Location labeling records:
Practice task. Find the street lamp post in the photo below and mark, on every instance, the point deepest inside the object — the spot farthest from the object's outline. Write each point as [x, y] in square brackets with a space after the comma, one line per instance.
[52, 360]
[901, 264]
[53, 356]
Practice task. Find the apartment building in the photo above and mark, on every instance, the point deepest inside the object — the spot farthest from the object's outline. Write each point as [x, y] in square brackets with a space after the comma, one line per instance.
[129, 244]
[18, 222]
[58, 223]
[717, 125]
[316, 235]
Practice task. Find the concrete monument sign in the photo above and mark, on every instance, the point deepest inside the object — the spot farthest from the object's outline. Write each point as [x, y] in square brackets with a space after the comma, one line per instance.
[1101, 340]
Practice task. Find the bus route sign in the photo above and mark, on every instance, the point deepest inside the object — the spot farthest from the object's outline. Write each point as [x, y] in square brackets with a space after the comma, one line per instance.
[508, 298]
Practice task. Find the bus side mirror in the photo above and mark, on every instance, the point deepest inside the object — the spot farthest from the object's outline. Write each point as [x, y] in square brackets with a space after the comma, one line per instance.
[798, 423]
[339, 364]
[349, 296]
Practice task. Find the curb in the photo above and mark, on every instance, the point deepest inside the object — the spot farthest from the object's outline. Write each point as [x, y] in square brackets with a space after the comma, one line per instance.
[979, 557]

:: Written request ::
Arrange every line of the records above as a Markdown table with the columns "No." and "Line". Number the rows in order and leave out blank lines.

:: Answer to this exercise ::
| No. | Line |
|---|---|
| 1 | Practice task. Find the street lamp post in the photo below and mark, on every instance, the point deepest inside the object — the spot farthest from the object's outline. Write each point as [x, y] in square brackets with a space after the comma, one line per instance. |
| 2 | [52, 360] |
| 3 | [901, 264] |
| 4 | [53, 356] |
| 5 | Practice task. Find the apartment building in the photo above and mark, on every instance, the point deepest inside the object — the spot farthest from the object's outline. Write each point as [x, y] in square brackets with a space after the comma, one line per instance. |
| 6 | [129, 244] |
| 7 | [18, 222] |
| 8 | [58, 223] |
| 9 | [717, 125] |
| 10 | [316, 235] |
| 11 | Practice task. Find the concrete monument sign in the photo above and mark, on every instance, the point deepest inside the object — the spot farthest from the object's outline. Write each point as [x, y] in square brackets with a space after the comma, one line per instance. |
| 12 | [1101, 340] |
| 13 | Practice task. Find the bus route sign in the photo above and mark, on every instance, the point deepest inside the object — the spot farthest from the object's outline. Write each point as [x, y] in square brackets with a space after the comma, one line per instance. |
| 14 | [508, 298] |
| 15 | Practice task. Find the bus side mirror in the photo above and mark, on every instance, the point deepest inside the object — the spot farthest from the object's outline. Write each point as [x, y] in square brackets with a space after the comma, one line per instance. |
| 16 | [798, 423] |
| 17 | [339, 364] |
| 18 | [349, 296] |
| 19 | Practice task. Find the curb in the photo above and mark, on every instance, the point deepest inside the object — the spot farthest from the object's outline. Write each point as [x, y] in square brackets with a space after the comma, one line per instance. |
| 20 | [979, 557] |